We’ve certainly seen quite a few startup OEMs and battery makers go belly up in the electric vehicle space in the past three years. To survive and thrive in this newfound industry, building reliable, high performance product, marketing and “messaging” in a way that resonates with the core audience, and having solid financials, are key ingredients.
Green Automotive Company (GAC) is the holding company for three units – Liberty Electric Cars and GoinGreen in the UK and Newport Coachworks in the US. Ian Hobday, director of GAC, says the holding company has a business strategy of going “back to basics.” A steady cash flow is needed for EV makers, and each of GAC’s business units have revenue streams beyond EVs. “You can’t have 100 percent of your focus on EVs,” he said. “The volume’s not strong enough yet.”
His initial company, Liberty Electric Cars, was acquired last year by GAC and brings about eight years of experience in the European market to the table. It’s been delivering electric vehicles to customers in Europe for several years, and has other diverse offerings on the market including all Electric Range Rover conversions.

# Dataset extract
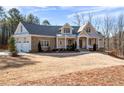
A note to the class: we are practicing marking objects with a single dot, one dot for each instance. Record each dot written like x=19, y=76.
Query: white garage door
x=22, y=47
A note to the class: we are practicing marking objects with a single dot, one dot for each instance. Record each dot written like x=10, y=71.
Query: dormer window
x=67, y=30
x=88, y=30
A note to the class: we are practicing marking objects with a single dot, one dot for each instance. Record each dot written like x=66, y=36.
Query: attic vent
x=88, y=30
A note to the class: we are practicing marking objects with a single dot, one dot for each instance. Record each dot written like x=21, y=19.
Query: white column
x=98, y=42
x=77, y=42
x=87, y=43
x=57, y=42
x=65, y=43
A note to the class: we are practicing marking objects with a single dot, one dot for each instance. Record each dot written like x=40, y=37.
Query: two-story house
x=56, y=37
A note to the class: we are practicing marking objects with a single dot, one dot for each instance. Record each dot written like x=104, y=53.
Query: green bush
x=11, y=46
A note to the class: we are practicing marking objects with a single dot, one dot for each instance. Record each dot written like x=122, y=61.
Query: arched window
x=66, y=30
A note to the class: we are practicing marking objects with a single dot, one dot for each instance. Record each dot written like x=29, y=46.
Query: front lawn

# Task requirements
[1] Name the business units that Green Automotive Company holds, according to the article on Green Automotive Company.
[2] Write out the part of the article on Green Automotive Company between "Green Automotive Company" and "Range Rover conversions.", inclusive.

# Final answers
[1]
Liberty Electric Cars
GoinGreen
Newport Coachworks

[2]
Green Automotive Company (GAC) is the holding company for three units – Liberty Electric Cars and GoinGreen in the UK and Newport Coachworks in the US. Ian Hobday, director of GAC, says the holding company has a business strategy of going “back to basics.” A steady cash flow is needed for EV makers, and each of GAC’s business units have revenue streams beyond EVs. “You can’t have 100 percent of your focus on EVs,” he said. “The volume’s not strong enough yet.”
His initial company, Liberty Electric Cars, was acquired last year by GAC and brings about eight years of experience in the European market to the table. It’s been delivering electric vehicles to customers in Europe for several years, and has other diverse offerings on the market including all Electric Range Rover conversions.